_DIRECTIVE_. Swap "marker" for "point" in every row below and change nothing else. Leave the pictures out of the result.

— begin RECORDS PROVIDED —

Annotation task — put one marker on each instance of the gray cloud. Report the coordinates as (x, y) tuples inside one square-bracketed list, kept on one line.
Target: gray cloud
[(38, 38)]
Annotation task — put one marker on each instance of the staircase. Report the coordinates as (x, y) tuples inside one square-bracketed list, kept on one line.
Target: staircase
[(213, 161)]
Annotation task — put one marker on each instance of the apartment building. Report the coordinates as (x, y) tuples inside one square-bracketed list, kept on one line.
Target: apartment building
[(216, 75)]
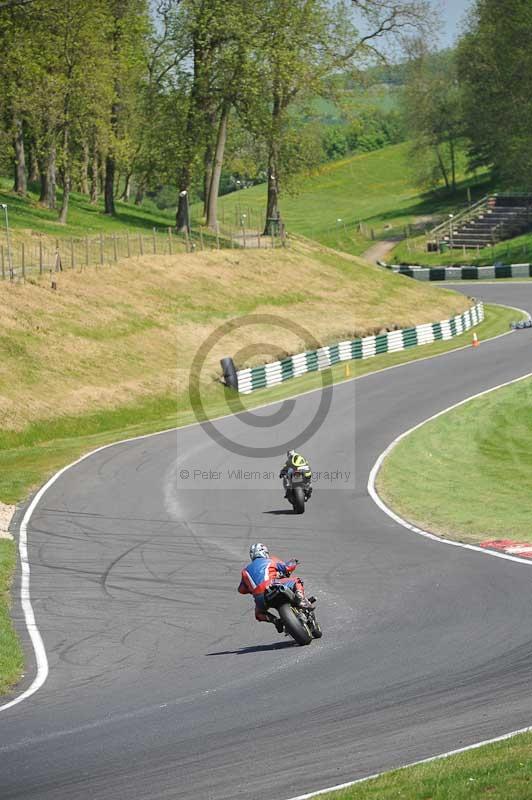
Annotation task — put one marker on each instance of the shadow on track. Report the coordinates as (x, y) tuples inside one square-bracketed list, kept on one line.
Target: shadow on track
[(257, 648)]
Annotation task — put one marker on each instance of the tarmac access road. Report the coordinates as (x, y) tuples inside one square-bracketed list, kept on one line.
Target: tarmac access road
[(161, 685)]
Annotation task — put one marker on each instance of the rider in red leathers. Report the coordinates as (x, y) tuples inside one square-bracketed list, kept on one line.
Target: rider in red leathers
[(261, 572)]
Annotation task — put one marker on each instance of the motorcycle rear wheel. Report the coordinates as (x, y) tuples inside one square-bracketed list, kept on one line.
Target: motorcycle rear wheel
[(294, 625)]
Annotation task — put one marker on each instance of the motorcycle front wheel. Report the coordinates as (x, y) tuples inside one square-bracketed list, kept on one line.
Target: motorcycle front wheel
[(294, 625)]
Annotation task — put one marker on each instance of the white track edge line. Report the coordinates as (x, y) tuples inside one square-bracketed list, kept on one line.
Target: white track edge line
[(420, 531), (25, 597)]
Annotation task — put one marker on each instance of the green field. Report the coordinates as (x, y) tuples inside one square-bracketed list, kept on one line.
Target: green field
[(481, 455), (498, 771), (346, 200)]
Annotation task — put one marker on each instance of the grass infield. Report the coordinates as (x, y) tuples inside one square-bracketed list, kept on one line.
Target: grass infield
[(11, 658), (29, 457)]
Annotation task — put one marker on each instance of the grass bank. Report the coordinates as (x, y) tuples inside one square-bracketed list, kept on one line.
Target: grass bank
[(477, 460), (11, 658), (498, 771), (513, 251)]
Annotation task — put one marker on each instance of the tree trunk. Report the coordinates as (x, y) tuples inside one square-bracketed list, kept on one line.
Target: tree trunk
[(272, 205), (65, 175), (84, 179), (43, 194), (109, 186), (208, 159), (33, 166), (214, 187), (20, 185)]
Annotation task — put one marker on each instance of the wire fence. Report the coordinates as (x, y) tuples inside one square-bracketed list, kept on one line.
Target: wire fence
[(21, 257)]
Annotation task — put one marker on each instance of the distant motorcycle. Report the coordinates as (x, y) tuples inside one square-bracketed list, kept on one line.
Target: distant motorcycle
[(300, 623), (298, 489)]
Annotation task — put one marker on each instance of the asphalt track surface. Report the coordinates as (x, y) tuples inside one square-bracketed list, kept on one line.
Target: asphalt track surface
[(161, 685)]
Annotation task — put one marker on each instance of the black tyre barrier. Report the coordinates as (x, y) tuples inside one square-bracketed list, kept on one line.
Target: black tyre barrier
[(229, 371)]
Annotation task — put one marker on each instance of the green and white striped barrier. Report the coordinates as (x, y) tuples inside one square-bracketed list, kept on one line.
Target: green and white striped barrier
[(463, 273), (277, 372)]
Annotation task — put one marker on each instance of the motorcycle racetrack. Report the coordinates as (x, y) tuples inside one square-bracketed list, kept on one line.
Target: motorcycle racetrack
[(161, 684)]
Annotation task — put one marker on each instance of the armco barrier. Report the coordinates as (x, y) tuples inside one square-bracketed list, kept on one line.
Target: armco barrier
[(314, 360), (464, 273)]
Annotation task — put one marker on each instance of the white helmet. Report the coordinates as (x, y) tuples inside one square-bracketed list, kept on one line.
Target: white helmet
[(258, 550)]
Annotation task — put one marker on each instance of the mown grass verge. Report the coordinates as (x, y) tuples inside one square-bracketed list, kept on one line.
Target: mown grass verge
[(512, 251), (348, 203), (499, 771), (11, 657), (477, 460)]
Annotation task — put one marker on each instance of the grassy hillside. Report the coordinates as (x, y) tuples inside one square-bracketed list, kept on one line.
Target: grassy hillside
[(346, 199)]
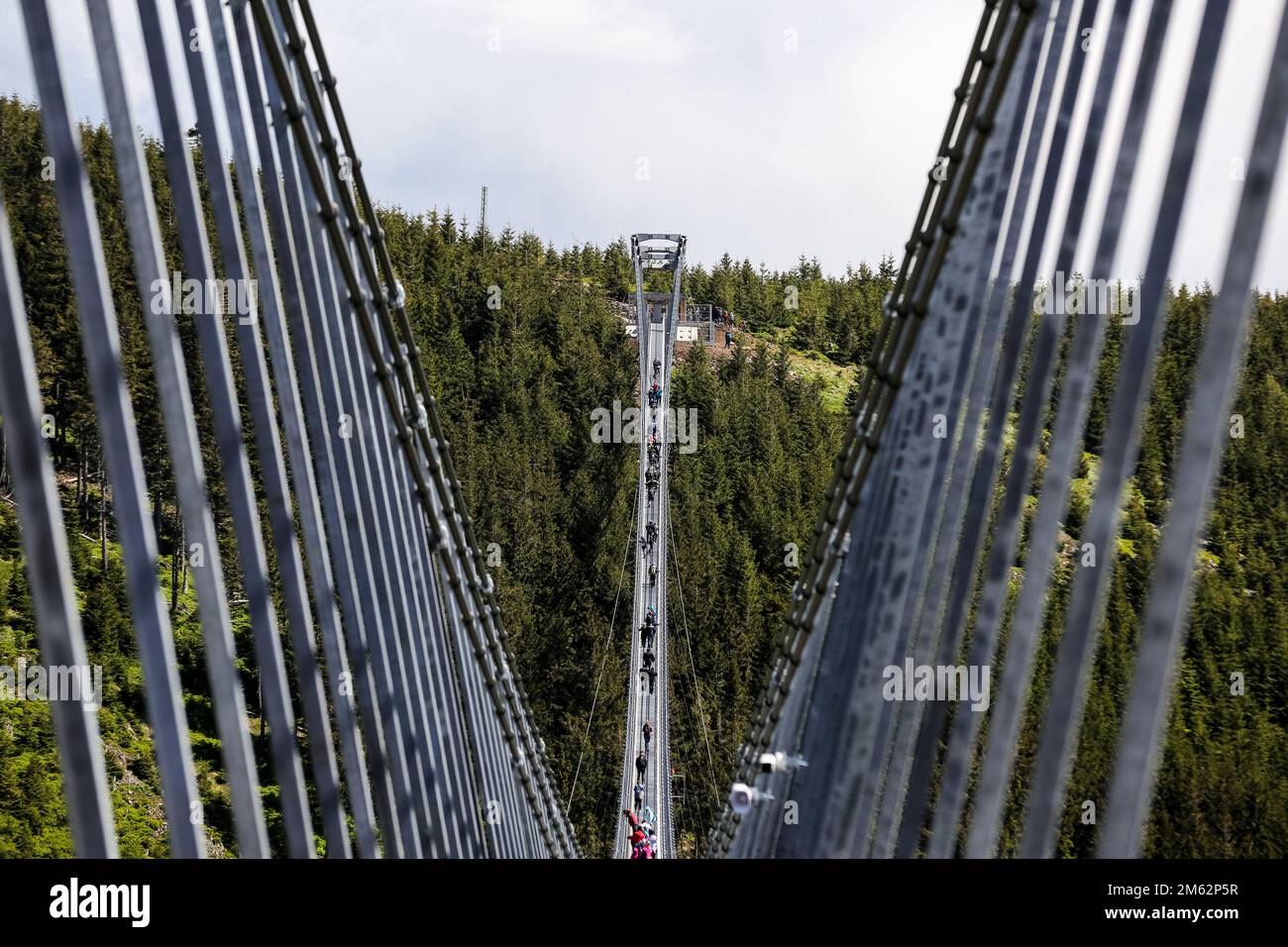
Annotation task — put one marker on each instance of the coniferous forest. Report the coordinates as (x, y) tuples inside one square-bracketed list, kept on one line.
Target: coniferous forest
[(516, 384)]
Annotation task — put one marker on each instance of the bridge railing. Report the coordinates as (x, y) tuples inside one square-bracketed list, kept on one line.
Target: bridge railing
[(913, 547), (417, 731)]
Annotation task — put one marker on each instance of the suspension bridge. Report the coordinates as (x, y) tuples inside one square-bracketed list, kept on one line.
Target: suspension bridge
[(419, 736)]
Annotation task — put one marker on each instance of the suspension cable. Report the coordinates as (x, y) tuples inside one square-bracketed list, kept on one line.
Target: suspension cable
[(694, 671), (608, 641)]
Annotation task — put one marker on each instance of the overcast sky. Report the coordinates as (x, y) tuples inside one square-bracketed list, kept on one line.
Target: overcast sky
[(760, 129)]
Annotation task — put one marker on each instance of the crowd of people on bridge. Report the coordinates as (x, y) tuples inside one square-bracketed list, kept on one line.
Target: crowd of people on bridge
[(643, 834)]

— end RECORDS PROVIDED —

_RESULT FOR THIS EXERCISE_.
Annotation task — put one point on each instance of the gray cloud. Report the coordinates as (x, y) tuples inside one square-bracketed list, kept on one line.
Target: gray cloud
[(38, 38)]
Annotation task — put one point on each instance of the staircase. Report the coordinates as (x, y) tuples inside one square-bracketed list, kept on one line.
Target: staircase
[(213, 161)]
Annotation task — put one point on each instance of the apartment building. Report the coordinates as (x, y) tuples inside one square-bracketed list, kept on one line.
Target: apartment building
[(216, 75)]
Annotation task — put one point on each instance of the shadow on track. Report the coordinates as (x, y) tuples inside one square-bracketed list, kept on one line.
Target: shadow on track
[(257, 648)]
Annotation task — put one point on each instance of the tarmac access road. Report the coordinates as (x, y) tuples inside one square-bracketed list, kept on one line.
Target: tarmac access road
[(161, 685)]
Annotation task — put one point on each instance of the rider in red leathers. Report the coordinates as (x, y) tuples inside one square-bracketed list, kept on one line.
Target: rider in red leathers
[(261, 572)]
Annotation task — put one point on each instance of the motorcycle rear wheel. Report the coordinates as (x, y) tuples inside one square-bracketed list, kept on one line.
Target: motorcycle rear wheel
[(294, 625)]
Annotation task — put one point on each instance of the motorcycle front wheel. Report the coordinates as (x, y) tuples inside one square-bracketed list, kept on one line.
Target: motorcycle front wheel
[(294, 625)]
Annotation task — put one point on each instance of the white track edge line. Report the coordinates as (x, y) tuples inside one square-bracketed list, kept on one line.
Target: white track edge line
[(420, 531), (25, 597)]
Annotation task — put one point on each instance of the green field. Report the coordinates as (x, y) tuples inside one square-bracketed list, kept on one line.
Target: green field
[(481, 455), (498, 771), (346, 200)]
Annotation task — put one point on each instance of the grass infield. Report the coordinates as (x, y) tuples inside one square-bracketed list, kept on one line.
Target: grass infield
[(11, 658), (29, 457)]
Annotation task — put one point on each instance of the grass bank. Report the coordinates as (x, y) tuples inside one square-bracketed list, kept on one line.
Target: grass bank
[(477, 460), (11, 658), (498, 771), (513, 251)]
Annotation task — put one point on each instance of the tree trunk. Report the coordinates as (x, y) tuples inside one square-bracketed list, kept on one line.
Target: tree trunk
[(272, 205), (65, 175), (84, 179), (43, 194), (109, 186), (208, 159), (33, 166), (214, 187), (20, 185)]
Annotation task — put one point on each instance of the wire fence. Report the coordinates as (x, y) tuples inside one square-bracketed list, kept on one line.
Target: wire fence
[(21, 257)]
Annotation task — put one point on each instance of the distant motorcycle. Report the coordinates as (x, y) tuples inside one square-bracketed list, kept on one line.
Target: distant motorcycle
[(300, 623), (298, 489)]
Annotation task — put one point on each instance of the asphalt track surface. Report the coordinates as (x, y) tuples inside one square-bracketed list, kept on one line.
Target: asphalt track surface
[(161, 685)]
Annotation task — put one point on each instance of the black tyre barrier. Report the coordinates as (x, y) tuples inside one square-bracketed list, kept on one line.
Target: black tyre barrier
[(229, 371)]
Annotation task — put one point on each instance of the green and white striped barrier. Report the coordinates as (x, y) tuples inside one square-bracketed list, kept on one line.
Target: green and white striped barrier
[(463, 273), (277, 372)]
Annotation task — put one point on each instance of the motorcycle racetrack. Report the coordinates as (x, y) tuples inside one square-bracketed list, kept on one line.
Target: motorcycle racetrack
[(161, 684)]
Annotation task — put one point on each instance of the armco barrier. Report the coordinates as (x, y) tuples inside one square-bracketed list, kept on one line.
Target: armco barrier
[(314, 360), (464, 273)]
Annotation task — put one point on each instance of the white helmet. Report the coordinates as (x, y) tuples inside one square-bracketed list, kept on one line.
Target: white helmet
[(258, 550)]
Annotation task — put one point on each instance of the mown grass verge. Report the coordinates as (x, y) tuples inside one square-bracketed list, kept on one line.
Target: mown grass verge
[(512, 251), (348, 203), (499, 771), (11, 657), (477, 460)]
Annotation task — put one point on each instance of the grassy hillside. Report the coordinates as (x, y) tuples inside one square-bracketed list, kept on one line.
Target: grassy hillside
[(346, 199)]
Annotation task — put one point on each instance of the coniferous forest. Report the coordinates as (x, y) tuples inside one square-bracketed list, kept on one line.
Target: coniferous forest
[(516, 384)]
Annotation task — put one point on each instance of the bridge railing. Report the coordinates as (x, y) tuples inside one square-bracketed list, kept on one line.
Target: bridge railing
[(913, 547), (417, 731)]
Annotation task — put one point on each instance of the suspension bridge. Report the coordinates as (x, y) tuples inside one square-bracketed list, kept on one line.
Target: suspension bridge
[(419, 736)]
Annotation task — put one point on each instance of the suspension cable. Report the coordinates as (x, y) tuples inside one square-bracketed list, kept on one line.
Target: suspension cable
[(694, 671), (608, 641)]
Annotation task — put one point on each instance of the overcast sky. Report the coordinates as (x, y) tuples inside one square-bracketed list, kept on one line.
Target: overcast sky
[(760, 129)]
Annotation task — put one point on each instance of the crowd of people on bridge. Report the coordinates as (x, y) tuples inside one square-bracketed list, kept on one line.
Target: crowd of people on bridge
[(643, 834)]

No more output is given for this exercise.